The records:
==*==
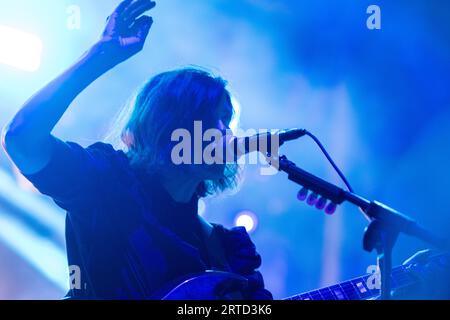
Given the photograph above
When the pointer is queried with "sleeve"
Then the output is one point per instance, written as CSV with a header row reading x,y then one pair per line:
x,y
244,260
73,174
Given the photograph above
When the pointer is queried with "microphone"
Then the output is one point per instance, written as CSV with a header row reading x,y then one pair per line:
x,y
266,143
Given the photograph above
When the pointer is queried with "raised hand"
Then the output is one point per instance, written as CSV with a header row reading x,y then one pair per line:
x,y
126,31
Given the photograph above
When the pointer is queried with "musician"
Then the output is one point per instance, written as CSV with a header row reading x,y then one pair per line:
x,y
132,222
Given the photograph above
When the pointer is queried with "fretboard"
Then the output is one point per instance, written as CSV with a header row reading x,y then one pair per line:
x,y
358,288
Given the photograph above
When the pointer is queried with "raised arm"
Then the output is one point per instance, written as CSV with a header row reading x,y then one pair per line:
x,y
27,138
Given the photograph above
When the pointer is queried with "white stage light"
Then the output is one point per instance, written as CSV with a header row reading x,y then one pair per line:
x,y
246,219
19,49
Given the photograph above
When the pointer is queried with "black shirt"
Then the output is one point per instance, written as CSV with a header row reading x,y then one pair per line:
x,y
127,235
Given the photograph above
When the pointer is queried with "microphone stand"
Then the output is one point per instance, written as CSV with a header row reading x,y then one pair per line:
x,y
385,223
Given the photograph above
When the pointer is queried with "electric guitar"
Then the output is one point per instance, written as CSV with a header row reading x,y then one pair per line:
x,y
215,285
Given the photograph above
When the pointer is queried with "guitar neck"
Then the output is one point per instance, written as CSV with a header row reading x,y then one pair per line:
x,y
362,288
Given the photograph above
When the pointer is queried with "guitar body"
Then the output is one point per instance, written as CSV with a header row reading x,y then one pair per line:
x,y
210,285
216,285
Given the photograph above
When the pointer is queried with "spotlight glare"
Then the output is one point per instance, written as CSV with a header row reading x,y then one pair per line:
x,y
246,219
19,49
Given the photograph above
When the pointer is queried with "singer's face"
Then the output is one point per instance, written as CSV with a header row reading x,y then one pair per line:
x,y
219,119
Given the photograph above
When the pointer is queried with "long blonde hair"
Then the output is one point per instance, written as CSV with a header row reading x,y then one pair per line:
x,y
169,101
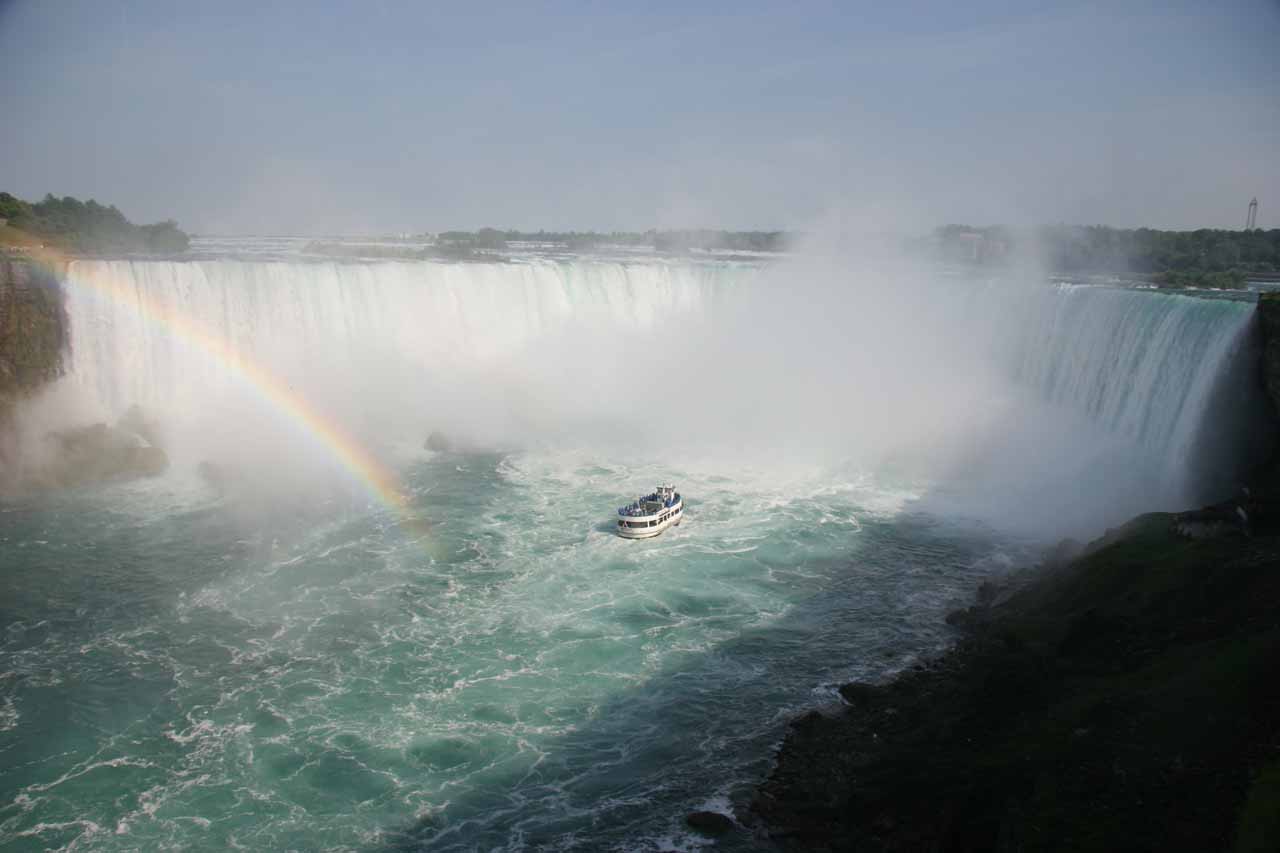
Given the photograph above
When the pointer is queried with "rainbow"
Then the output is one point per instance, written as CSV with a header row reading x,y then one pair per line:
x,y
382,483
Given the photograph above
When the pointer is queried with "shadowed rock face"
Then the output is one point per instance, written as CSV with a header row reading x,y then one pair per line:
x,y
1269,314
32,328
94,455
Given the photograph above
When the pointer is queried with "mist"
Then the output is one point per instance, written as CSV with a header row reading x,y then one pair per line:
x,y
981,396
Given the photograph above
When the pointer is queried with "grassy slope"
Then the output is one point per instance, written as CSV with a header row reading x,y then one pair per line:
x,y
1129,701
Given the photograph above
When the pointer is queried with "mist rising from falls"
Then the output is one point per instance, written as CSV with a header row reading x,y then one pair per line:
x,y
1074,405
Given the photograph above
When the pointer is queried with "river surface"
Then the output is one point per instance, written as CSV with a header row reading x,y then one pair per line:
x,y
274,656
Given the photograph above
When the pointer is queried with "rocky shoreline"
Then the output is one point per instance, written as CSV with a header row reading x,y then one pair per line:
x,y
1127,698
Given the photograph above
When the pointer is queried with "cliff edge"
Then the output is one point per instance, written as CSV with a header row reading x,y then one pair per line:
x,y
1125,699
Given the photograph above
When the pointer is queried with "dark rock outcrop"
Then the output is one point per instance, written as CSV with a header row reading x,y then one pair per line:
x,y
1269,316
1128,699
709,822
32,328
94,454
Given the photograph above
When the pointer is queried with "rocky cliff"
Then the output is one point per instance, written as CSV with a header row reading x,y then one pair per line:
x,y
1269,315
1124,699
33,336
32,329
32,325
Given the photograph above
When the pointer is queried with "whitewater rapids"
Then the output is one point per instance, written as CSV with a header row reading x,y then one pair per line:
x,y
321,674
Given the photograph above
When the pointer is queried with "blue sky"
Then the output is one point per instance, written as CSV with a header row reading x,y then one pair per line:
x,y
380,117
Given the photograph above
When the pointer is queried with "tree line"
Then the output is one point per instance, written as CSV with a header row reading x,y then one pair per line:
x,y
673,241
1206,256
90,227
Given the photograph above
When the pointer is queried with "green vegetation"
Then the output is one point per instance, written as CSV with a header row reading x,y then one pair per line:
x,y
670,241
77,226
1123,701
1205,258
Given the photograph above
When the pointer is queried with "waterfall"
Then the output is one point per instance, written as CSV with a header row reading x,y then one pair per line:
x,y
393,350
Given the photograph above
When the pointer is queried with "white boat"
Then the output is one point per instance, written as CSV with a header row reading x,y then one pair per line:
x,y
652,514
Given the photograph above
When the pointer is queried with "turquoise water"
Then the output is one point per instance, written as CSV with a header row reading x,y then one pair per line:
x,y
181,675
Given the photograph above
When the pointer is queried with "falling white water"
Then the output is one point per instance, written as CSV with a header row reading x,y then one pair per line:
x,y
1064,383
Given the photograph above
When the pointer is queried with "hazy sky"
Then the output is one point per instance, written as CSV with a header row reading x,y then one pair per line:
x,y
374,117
==*==
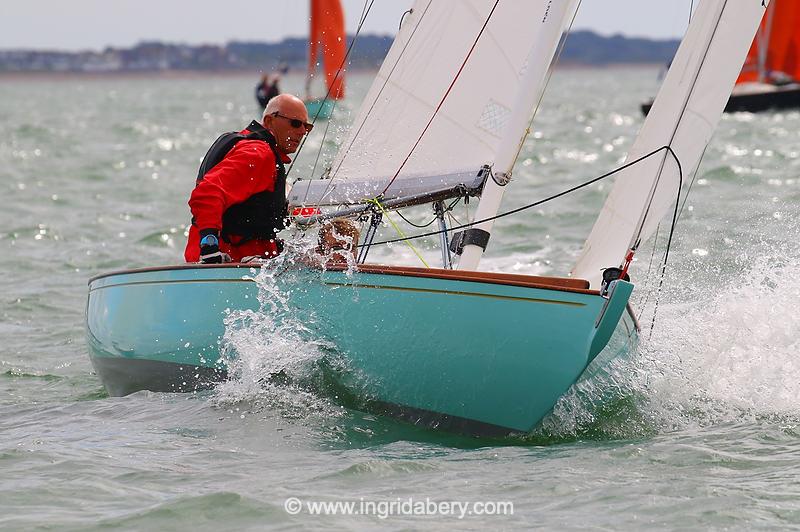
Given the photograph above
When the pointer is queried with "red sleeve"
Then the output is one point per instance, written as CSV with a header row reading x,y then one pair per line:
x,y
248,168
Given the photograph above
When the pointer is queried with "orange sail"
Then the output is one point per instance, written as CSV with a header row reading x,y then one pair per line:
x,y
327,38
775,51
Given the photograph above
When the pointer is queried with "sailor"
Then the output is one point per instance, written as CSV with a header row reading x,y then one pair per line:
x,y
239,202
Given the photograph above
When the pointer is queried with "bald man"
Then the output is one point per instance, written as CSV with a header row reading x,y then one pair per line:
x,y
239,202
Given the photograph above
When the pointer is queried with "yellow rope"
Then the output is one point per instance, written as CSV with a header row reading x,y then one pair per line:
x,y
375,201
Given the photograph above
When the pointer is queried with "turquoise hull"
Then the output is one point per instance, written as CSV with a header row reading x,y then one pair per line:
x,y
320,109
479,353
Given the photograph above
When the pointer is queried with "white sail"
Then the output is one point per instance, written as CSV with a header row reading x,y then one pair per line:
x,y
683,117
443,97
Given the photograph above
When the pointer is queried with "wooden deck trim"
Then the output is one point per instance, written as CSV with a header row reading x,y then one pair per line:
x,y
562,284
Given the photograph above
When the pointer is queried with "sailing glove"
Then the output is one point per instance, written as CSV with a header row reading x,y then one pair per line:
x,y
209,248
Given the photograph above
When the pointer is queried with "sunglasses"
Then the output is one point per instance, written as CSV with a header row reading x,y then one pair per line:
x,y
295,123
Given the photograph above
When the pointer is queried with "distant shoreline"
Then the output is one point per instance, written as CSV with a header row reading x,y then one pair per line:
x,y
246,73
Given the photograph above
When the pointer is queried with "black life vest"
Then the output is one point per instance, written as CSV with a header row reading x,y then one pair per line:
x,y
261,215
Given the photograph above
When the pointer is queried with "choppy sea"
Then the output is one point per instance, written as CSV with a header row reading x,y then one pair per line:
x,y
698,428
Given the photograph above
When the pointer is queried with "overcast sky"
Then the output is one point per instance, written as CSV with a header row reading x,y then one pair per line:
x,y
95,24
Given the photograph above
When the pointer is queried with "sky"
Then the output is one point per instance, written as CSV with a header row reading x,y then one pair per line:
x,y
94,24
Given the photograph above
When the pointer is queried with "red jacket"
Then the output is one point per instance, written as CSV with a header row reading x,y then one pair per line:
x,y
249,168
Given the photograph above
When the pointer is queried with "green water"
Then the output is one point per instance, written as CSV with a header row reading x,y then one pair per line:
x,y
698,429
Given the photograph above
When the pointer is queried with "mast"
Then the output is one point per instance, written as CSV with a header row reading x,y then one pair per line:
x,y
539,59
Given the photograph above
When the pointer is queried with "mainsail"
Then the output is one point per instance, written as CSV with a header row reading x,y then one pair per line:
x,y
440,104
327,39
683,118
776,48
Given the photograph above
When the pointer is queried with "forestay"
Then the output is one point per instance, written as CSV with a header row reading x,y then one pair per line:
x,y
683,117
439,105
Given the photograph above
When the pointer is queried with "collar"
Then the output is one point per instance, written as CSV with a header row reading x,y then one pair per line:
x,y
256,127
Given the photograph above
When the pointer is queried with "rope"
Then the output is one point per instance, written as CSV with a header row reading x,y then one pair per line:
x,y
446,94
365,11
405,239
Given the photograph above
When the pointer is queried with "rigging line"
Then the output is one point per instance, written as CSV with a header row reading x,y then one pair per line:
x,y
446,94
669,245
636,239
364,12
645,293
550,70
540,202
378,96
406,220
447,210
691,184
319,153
==*==
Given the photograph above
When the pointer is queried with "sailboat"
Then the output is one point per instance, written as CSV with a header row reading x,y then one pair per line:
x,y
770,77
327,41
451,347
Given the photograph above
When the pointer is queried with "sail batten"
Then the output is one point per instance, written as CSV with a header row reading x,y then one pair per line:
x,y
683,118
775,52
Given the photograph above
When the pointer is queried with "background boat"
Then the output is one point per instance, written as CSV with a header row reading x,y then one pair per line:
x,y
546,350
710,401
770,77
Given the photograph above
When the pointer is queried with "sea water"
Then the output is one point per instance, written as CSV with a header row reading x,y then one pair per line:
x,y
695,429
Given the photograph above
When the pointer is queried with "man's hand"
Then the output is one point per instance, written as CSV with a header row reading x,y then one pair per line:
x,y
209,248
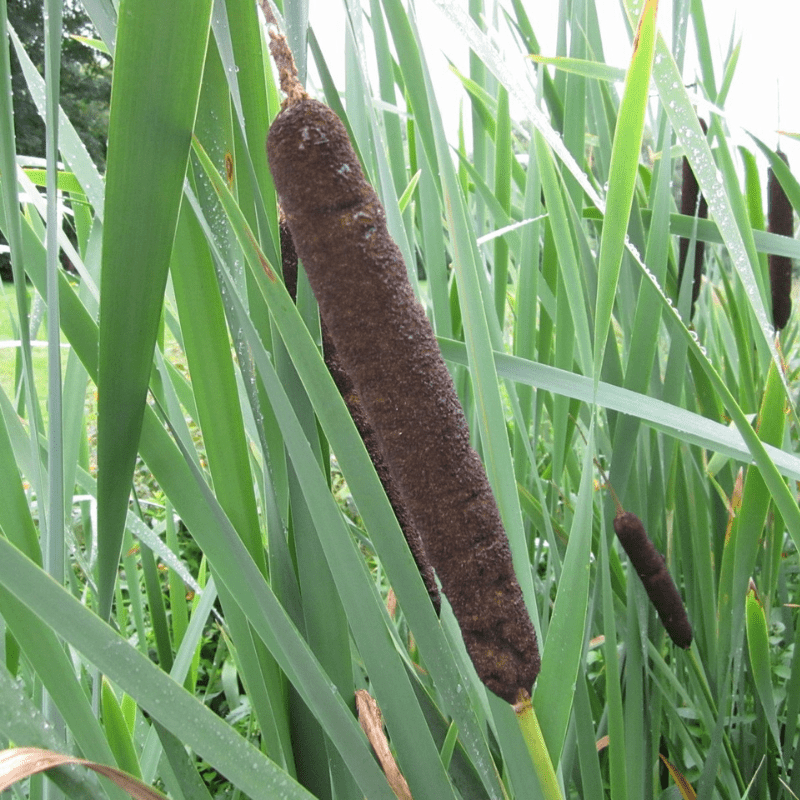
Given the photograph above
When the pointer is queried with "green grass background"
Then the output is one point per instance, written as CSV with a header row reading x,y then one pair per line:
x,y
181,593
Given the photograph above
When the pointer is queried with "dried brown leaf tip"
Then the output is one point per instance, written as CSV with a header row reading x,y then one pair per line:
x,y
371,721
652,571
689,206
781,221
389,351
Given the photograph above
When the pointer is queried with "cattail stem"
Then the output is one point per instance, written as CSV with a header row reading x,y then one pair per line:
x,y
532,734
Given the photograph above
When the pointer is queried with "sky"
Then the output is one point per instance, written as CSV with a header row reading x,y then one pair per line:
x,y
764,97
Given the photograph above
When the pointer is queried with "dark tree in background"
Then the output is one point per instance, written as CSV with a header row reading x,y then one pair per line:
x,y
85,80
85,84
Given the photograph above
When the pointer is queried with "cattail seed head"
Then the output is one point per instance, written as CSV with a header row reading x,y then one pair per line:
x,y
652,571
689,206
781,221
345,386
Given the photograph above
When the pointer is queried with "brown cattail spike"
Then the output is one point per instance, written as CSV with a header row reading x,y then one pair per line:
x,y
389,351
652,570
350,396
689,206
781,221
==*==
Exercise prompt: Which lines of the records contain the word "shoreline"? Report each of them in full.

Correct output:
When the pointer is queried with "rocky shoreline"
When the pointer is queried with "distant shoreline"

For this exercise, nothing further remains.